#### Requirements
Only the lines starting at the one that contains "of the survival" and running to the end should be repeated, exactly as written.

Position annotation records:
-------
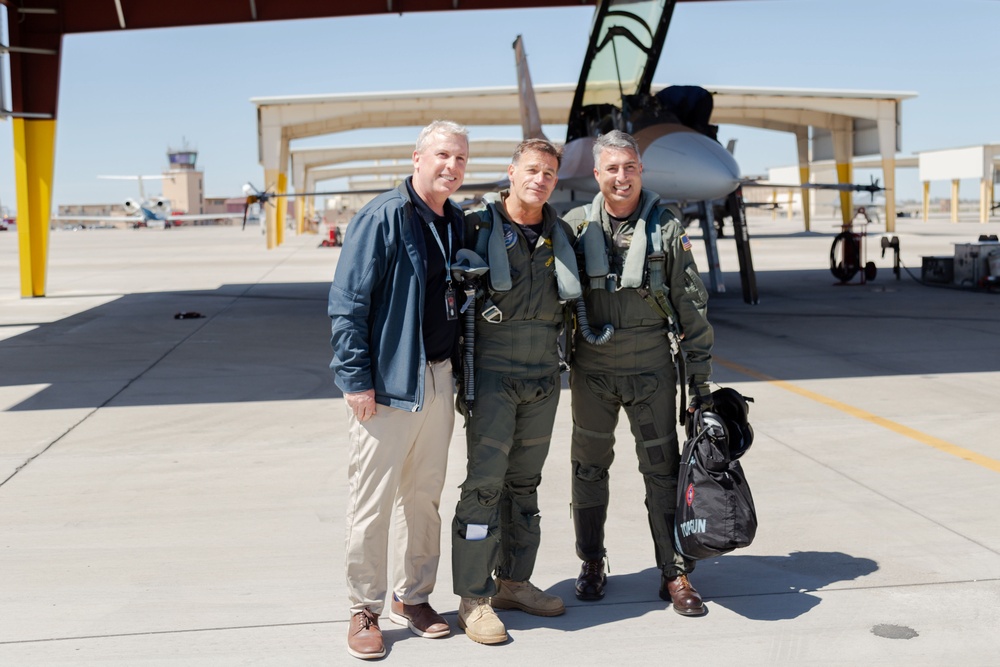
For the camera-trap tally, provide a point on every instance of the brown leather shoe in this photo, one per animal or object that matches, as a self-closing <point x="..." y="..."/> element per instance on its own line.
<point x="679" y="590"/>
<point x="364" y="639"/>
<point x="590" y="583"/>
<point x="421" y="618"/>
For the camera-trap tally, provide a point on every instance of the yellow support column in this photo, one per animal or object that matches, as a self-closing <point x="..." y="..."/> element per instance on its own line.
<point x="845" y="175"/>
<point x="34" y="165"/>
<point x="281" y="208"/>
<point x="802" y="147"/>
<point x="806" y="213"/>
<point x="954" y="200"/>
<point x="300" y="215"/>
<point x="984" y="201"/>
<point x="270" y="211"/>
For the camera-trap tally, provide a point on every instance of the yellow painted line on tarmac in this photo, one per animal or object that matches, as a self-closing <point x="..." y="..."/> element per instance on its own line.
<point x="923" y="438"/>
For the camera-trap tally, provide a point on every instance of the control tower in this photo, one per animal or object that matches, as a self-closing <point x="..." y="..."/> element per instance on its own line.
<point x="183" y="184"/>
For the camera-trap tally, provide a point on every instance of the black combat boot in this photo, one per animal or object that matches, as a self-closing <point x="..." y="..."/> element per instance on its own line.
<point x="589" y="526"/>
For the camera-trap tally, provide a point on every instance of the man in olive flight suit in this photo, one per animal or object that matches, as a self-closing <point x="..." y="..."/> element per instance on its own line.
<point x="532" y="274"/>
<point x="635" y="369"/>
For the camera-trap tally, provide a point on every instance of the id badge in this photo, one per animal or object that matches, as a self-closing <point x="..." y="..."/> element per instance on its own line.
<point x="450" y="304"/>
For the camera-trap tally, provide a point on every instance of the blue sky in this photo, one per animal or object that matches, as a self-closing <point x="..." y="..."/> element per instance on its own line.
<point x="126" y="96"/>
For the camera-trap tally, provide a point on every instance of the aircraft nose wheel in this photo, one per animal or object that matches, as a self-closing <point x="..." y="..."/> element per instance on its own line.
<point x="848" y="250"/>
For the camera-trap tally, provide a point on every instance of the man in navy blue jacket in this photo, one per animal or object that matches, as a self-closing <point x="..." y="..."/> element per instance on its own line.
<point x="395" y="328"/>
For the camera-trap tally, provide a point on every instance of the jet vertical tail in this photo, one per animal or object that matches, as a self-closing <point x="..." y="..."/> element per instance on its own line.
<point x="531" y="119"/>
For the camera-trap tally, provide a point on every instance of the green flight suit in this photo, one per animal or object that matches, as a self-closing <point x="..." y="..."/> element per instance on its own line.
<point x="635" y="371"/>
<point x="517" y="387"/>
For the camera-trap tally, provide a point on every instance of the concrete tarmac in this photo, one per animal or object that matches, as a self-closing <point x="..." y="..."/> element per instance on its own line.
<point x="172" y="490"/>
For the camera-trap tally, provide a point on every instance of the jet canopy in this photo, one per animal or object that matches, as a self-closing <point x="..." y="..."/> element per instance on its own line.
<point x="625" y="44"/>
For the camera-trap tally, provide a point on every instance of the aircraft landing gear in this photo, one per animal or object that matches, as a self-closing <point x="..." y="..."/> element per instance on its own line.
<point x="849" y="251"/>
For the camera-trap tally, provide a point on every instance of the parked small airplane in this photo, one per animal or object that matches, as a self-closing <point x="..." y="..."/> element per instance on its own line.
<point x="151" y="212"/>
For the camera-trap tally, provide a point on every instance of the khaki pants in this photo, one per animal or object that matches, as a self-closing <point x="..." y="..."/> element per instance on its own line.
<point x="396" y="470"/>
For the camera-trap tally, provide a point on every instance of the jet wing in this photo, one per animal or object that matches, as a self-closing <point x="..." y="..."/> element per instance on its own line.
<point x="204" y="216"/>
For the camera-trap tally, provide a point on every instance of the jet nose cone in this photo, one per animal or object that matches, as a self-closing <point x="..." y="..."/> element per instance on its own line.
<point x="689" y="166"/>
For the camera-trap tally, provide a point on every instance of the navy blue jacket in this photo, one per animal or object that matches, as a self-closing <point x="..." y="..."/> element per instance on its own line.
<point x="376" y="302"/>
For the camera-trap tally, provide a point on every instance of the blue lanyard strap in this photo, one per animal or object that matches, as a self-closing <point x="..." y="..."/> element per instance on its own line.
<point x="447" y="255"/>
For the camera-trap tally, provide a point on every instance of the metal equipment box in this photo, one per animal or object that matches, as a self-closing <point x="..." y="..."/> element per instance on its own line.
<point x="972" y="262"/>
<point x="938" y="270"/>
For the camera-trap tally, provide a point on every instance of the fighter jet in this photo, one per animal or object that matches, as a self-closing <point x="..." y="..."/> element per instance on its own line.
<point x="682" y="159"/>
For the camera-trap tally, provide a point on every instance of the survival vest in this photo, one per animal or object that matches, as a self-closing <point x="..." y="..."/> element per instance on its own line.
<point x="644" y="270"/>
<point x="490" y="244"/>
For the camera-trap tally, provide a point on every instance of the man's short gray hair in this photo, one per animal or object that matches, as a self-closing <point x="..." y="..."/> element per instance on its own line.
<point x="446" y="127"/>
<point x="615" y="140"/>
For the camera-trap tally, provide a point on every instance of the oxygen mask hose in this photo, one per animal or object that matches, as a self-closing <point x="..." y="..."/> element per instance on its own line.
<point x="469" y="320"/>
<point x="584" y="325"/>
-------
#### The output
For the camera-trap tally, provide a point on every instance of the survival vest in this photo, one per animal or object that matches, as a self-closing <point x="..." y="..."/> element per instance on its own line.
<point x="644" y="270"/>
<point x="490" y="244"/>
For the camera-trap tally, provide a point on every instance of the man's short gray hair in this photo, one per animal or object that matches, as a self-closing <point x="..." y="..."/> element per instance on its own line.
<point x="446" y="127"/>
<point x="615" y="140"/>
For the camera-trap tally, provide a point on every instance of the oxygen mask hose in this photo, one per animal or object that matches, as a self-closing <point x="..." y="..."/> element per instance on its own line.
<point x="469" y="320"/>
<point x="584" y="325"/>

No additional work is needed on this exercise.